Provided material –
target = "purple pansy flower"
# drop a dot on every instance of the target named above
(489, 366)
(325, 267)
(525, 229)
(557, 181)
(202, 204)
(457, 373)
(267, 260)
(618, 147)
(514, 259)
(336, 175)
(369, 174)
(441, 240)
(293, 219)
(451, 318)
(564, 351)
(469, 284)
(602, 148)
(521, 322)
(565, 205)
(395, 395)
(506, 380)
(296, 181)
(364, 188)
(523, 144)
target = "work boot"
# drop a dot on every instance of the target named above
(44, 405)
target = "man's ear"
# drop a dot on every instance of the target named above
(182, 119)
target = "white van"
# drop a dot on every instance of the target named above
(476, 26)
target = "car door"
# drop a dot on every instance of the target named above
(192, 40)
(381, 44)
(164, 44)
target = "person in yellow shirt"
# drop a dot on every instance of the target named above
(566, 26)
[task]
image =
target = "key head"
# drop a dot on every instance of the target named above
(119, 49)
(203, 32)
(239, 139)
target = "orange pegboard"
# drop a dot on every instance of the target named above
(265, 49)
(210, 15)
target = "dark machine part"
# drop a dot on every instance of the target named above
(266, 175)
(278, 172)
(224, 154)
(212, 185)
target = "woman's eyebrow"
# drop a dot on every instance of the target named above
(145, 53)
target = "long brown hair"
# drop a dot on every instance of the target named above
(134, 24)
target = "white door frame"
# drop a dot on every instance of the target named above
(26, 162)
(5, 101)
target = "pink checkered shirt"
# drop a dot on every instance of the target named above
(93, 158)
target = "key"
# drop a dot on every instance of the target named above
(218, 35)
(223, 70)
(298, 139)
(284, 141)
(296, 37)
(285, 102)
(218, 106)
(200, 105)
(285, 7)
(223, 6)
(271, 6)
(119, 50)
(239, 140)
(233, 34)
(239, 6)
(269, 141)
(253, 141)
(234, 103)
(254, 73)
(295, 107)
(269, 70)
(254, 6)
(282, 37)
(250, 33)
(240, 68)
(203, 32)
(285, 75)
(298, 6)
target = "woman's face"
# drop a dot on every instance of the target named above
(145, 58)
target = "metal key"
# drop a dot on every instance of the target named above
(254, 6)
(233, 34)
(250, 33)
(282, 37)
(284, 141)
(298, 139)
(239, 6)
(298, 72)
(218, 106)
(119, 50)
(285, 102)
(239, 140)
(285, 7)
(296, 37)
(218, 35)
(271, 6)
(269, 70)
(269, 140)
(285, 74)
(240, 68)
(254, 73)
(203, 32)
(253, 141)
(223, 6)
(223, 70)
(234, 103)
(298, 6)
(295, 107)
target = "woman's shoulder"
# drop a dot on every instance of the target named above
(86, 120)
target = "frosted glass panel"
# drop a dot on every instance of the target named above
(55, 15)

Given exercise – Restate the whole listing exactly, leaving out nothing.

Result –
target = "purple pansy flower"
# drop a dot on every instance of the target named above
(489, 366)
(325, 267)
(525, 229)
(557, 181)
(202, 204)
(457, 373)
(267, 260)
(618, 147)
(514, 259)
(336, 175)
(369, 174)
(441, 240)
(293, 219)
(451, 318)
(564, 351)
(469, 284)
(602, 148)
(521, 322)
(565, 205)
(395, 395)
(506, 380)
(296, 181)
(364, 188)
(523, 144)
target = "work boot"
# drop a dot on every instance of the target named above
(44, 405)
target = "man's ear"
# drop a dot on every instance of the target named above
(182, 119)
target = "white van"
# drop a dot on every instance of the target named above
(476, 26)
target = "car door"
# drop a dot on every instance of the target named above
(192, 40)
(381, 44)
(164, 44)
target = "person in yellow shirt"
# drop a dot on every instance of the target named above
(566, 26)
[task]
image =
target = "key head"
# drop a dot on every instance of the target named above
(119, 49)
(203, 32)
(239, 139)
target = "orange pegboard"
# drop a dot on every instance of the target named above
(265, 49)
(210, 15)
target = "dark machine part"
# drop a dot on every instance of the target named above
(266, 175)
(278, 172)
(224, 154)
(212, 185)
target = "woman's eyebrow"
# drop a dot on every instance of the target named above
(145, 53)
target = "long brown hair"
# drop a dot on every instance of the target named above
(134, 24)
target = "white door frame"
# drop a dot on every instance of the target named above
(26, 162)
(5, 101)
target = "pink checkered shirt"
# drop a dot on every instance of the target named above
(93, 158)
target = "key"
# drop a dot on every instance of the target named above
(218, 35)
(223, 70)
(298, 139)
(284, 141)
(296, 37)
(285, 102)
(218, 106)
(200, 105)
(285, 7)
(223, 6)
(271, 6)
(119, 50)
(239, 140)
(233, 34)
(239, 6)
(269, 141)
(253, 141)
(234, 103)
(254, 73)
(295, 107)
(269, 70)
(254, 6)
(282, 37)
(250, 33)
(240, 68)
(203, 32)
(285, 75)
(298, 6)
target = "woman's face"
# drop a dot on every instance of the target named above
(145, 58)
target = "metal key"
# drop a dot on every instance of the target named above
(254, 6)
(233, 34)
(250, 33)
(282, 37)
(284, 141)
(298, 139)
(239, 6)
(298, 72)
(218, 106)
(119, 50)
(285, 102)
(239, 140)
(285, 7)
(296, 37)
(218, 35)
(271, 6)
(269, 70)
(269, 140)
(285, 74)
(240, 68)
(254, 73)
(203, 32)
(253, 141)
(223, 6)
(223, 70)
(234, 103)
(298, 6)
(295, 107)
target = "woman's shoulder"
# drop a dot on every instance of the target named above
(86, 120)
target = "frosted glass panel"
# drop a dot on every instance of the target named above
(55, 15)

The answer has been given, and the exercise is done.